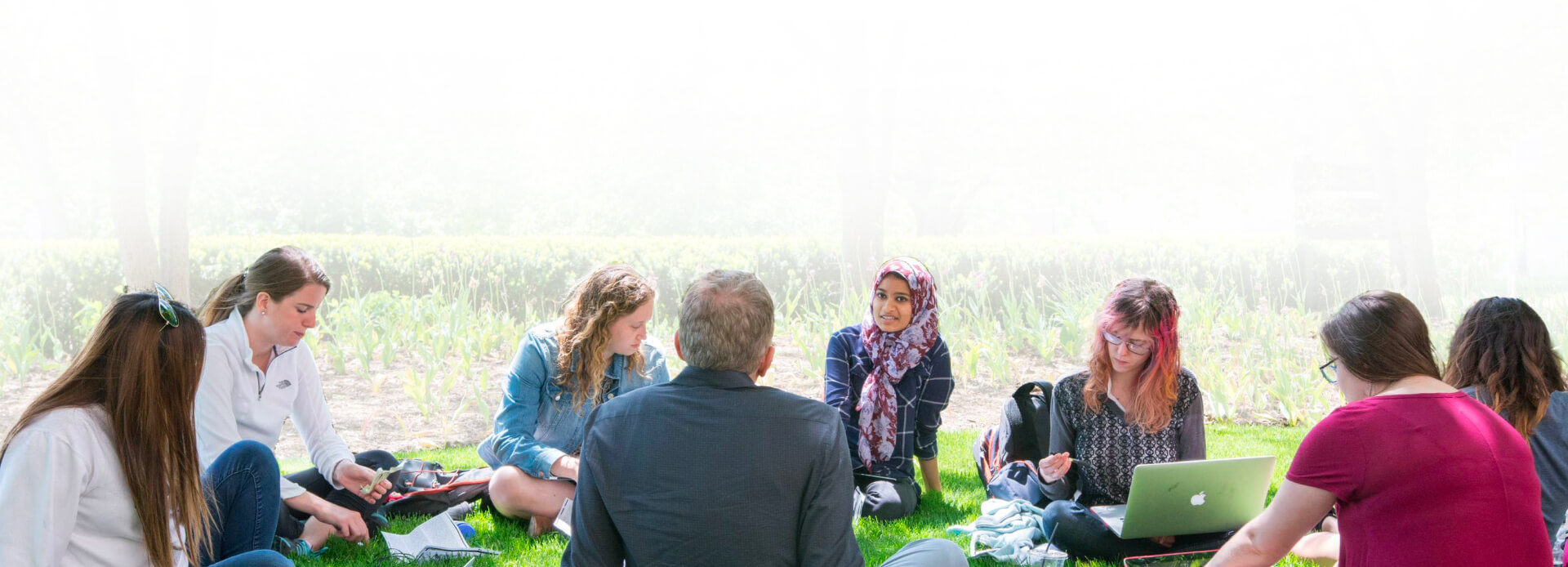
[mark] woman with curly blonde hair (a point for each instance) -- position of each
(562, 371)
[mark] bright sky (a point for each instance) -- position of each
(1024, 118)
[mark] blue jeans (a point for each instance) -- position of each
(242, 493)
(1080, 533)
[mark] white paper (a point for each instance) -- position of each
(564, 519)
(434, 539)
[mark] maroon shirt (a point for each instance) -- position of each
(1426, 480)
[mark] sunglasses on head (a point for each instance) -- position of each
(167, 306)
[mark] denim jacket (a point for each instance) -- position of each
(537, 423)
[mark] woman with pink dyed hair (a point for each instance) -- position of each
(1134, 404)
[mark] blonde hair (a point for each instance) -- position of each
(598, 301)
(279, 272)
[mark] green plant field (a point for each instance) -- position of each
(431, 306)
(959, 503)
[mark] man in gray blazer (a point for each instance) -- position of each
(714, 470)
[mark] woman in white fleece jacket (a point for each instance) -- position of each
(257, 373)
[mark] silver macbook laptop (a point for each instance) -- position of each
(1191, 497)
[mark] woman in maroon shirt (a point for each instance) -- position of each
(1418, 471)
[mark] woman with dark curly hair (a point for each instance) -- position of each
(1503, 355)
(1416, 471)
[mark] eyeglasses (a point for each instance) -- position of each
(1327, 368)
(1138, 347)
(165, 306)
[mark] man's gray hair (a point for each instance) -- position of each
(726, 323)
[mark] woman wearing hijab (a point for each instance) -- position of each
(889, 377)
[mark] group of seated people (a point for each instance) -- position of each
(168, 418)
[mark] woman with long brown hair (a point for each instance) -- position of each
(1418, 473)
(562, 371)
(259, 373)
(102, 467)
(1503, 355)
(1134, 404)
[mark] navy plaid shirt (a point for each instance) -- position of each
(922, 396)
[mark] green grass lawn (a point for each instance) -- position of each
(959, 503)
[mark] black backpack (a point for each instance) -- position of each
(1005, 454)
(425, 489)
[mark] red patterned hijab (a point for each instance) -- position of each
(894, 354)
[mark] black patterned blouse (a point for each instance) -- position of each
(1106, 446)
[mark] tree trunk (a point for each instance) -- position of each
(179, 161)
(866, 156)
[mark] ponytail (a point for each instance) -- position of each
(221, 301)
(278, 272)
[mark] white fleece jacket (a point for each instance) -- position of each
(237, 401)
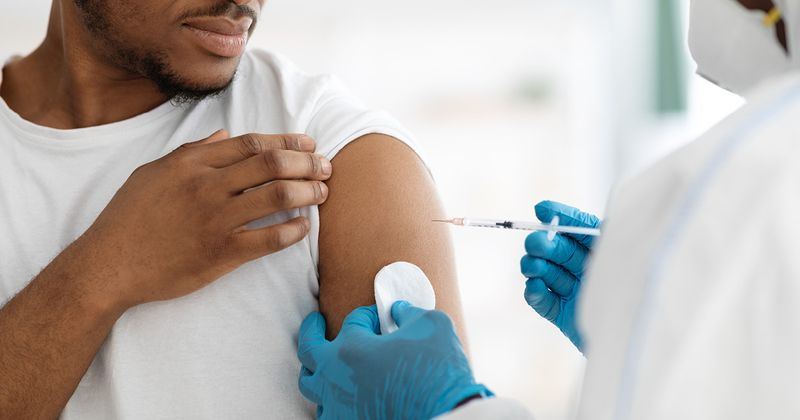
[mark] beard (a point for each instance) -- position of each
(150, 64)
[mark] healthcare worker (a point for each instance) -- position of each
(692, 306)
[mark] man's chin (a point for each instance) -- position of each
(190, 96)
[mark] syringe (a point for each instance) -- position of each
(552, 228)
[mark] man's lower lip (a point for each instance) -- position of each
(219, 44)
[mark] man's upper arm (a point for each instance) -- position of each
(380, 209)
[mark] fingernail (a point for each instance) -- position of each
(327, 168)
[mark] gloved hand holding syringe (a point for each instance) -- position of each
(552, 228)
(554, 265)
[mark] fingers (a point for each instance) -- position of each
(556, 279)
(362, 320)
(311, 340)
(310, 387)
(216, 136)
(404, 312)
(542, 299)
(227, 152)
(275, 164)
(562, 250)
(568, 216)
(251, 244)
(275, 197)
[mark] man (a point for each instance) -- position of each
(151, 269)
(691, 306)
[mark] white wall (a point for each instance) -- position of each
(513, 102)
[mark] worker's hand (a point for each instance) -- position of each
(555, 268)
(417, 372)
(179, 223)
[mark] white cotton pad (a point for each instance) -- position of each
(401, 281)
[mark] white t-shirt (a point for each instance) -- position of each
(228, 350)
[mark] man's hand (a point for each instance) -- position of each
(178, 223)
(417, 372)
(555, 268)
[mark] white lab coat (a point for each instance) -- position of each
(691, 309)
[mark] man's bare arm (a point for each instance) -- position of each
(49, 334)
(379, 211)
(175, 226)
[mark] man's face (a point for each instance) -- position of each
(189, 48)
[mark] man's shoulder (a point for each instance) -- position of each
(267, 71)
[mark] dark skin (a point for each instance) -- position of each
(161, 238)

# [TASK GOAL]
Give every line of the entries above as a JSON list of strings, one string per line, leaving out blank lines and the pictures.

# [SOLUTION TO THE PROBLEM]
[
  "[mark] woman with curly blonde hair (a point for each instance) -- position of each",
  "(562, 371)",
  "[mark] bright sky (a point for each instance) -- position of each",
  "(1024, 118)",
  "[mark] blue jeans (a point for each instance) -- position of each",
  "(242, 493)",
  "(1080, 533)",
  "[mark] white paper (a point for each instance) -- position of each",
  "(564, 519)",
  "(434, 539)",
  "[mark] maroon shirt (a point for each instance) -- position of each",
  "(1426, 480)",
  "[mark] sunglasses on head (a point for each instance) -- position of each",
  "(167, 306)",
  "[mark] denim jacket (a point for each instance) -- position of each",
  "(537, 423)",
  "[mark] woman with pink dyed hair (a point for each instance) -- position of each",
  "(1134, 404)",
  "[mark] blonde hair (a point for each instance) -- position of each",
  "(598, 301)",
  "(279, 272)",
  "[mark] green plant field (a point for each instance) -- position of each",
  "(431, 306)",
  "(959, 503)",
  "[mark] man in gray blazer (a point for each instance) -- position of each",
  "(714, 470)",
  "[mark] woman in white fleece jacket (a point for each instance) -- position of each",
  "(257, 373)",
  "[mark] silver macbook laptop (a point for each instance) -- position of each",
  "(1191, 497)",
  "[mark] woman in maroon shirt (a point for each instance) -- position of each",
  "(1418, 471)",
  "[mark] woman with dark curly hair (a point for each instance) -- position of each",
  "(1503, 355)",
  "(1416, 471)",
  "[mark] eyeglasses (a point for each instance) -- position of each",
  "(1327, 368)",
  "(1138, 347)",
  "(165, 306)",
  "[mark] man's gray hair (a point for each instance) -- position of each",
  "(726, 323)",
  "[mark] woman wearing hijab (a point for each instance) -- position of each",
  "(889, 377)",
  "[mark] group of seated people (a point for each instance) -- position of each",
  "(168, 418)",
  "[mark] woman with long brown hair (a point for each instance) -- position of each",
  "(1418, 473)",
  "(562, 371)",
  "(259, 373)",
  "(102, 467)",
  "(1503, 355)",
  "(1134, 404)",
  "[mark] navy plaid shirt (a point for each instance) -- position of each",
  "(922, 396)",
  "[mark] green grass lawn (a point for each instance) -- position of each",
  "(959, 503)",
  "[mark] black backpack (a point for each instance) -- position of each",
  "(1005, 454)",
  "(425, 489)",
  "[mark] red patterned hijab (a point for each instance) -- position of each",
  "(894, 354)",
  "[mark] black patterned blouse (a point for each instance) -- position of each",
  "(1106, 446)",
  "[mark] tree trunk (a point for each instance) -- position of each",
  "(179, 161)",
  "(866, 156)",
  "[mark] ponytail (a point for each instance) -- position of each",
  "(221, 301)",
  "(278, 272)",
  "[mark] white fleece jacket (a point for each instance) -- position of each",
  "(237, 401)",
  "[mark] beard (a point for each instance) -- position of each",
  "(150, 64)",
  "[mark] healthcare worker (a point for each instance) -- position of each",
  "(692, 306)",
  "[mark] man's chin (a point for each instance) -- position of each",
  "(190, 96)",
  "[mark] syringe (a point for each instance) -- position of each",
  "(552, 228)",
  "[mark] man's lower lip (a point for each instance) -- position of each",
  "(219, 44)",
  "[mark] man's upper arm (a point for each instance) -- position of each",
  "(380, 209)",
  "[mark] fingernail (a point for each instance) -- position of each",
  "(327, 168)",
  "[mark] gloved hand holding syringe (a point for each instance) -- position of each",
  "(552, 228)",
  "(554, 265)",
  "[mark] fingers (a point for each instance) -- position of each",
  "(556, 279)",
  "(362, 320)",
  "(311, 340)",
  "(310, 387)",
  "(216, 136)",
  "(404, 312)",
  "(542, 299)",
  "(227, 152)",
  "(275, 164)",
  "(562, 250)",
  "(568, 216)",
  "(251, 244)",
  "(275, 197)",
  "[mark] man (a point for each instance) -- position of each",
  "(151, 269)",
  "(691, 306)",
  "[mark] white wall (a point for each instance) -- position of each",
  "(513, 102)",
  "[mark] worker's hand (a point for each instance) -- position of each",
  "(555, 268)",
  "(417, 372)",
  "(179, 223)",
  "[mark] white cotton pad (a point for each instance) -- position of each",
  "(401, 281)",
  "[mark] white t-shirt (a point for each instance) -- position of each",
  "(228, 350)",
  "[mark] man's hand (a point for each instance) -- position of each",
  "(178, 223)",
  "(417, 372)",
  "(555, 268)",
  "[mark] white lab coat (a point for each instance) -- position of each",
  "(691, 309)",
  "[mark] man's bare arm (a point for each instance) -- position of each",
  "(49, 334)",
  "(379, 211)",
  "(175, 226)",
  "[mark] man's face (a point for each instance) -- position of each",
  "(189, 48)",
  "[mark] man's shoulder (a point for each instance) -- position of each",
  "(267, 71)",
  "[mark] dark skin (a point for each instance) -- position of each",
  "(161, 238)"
]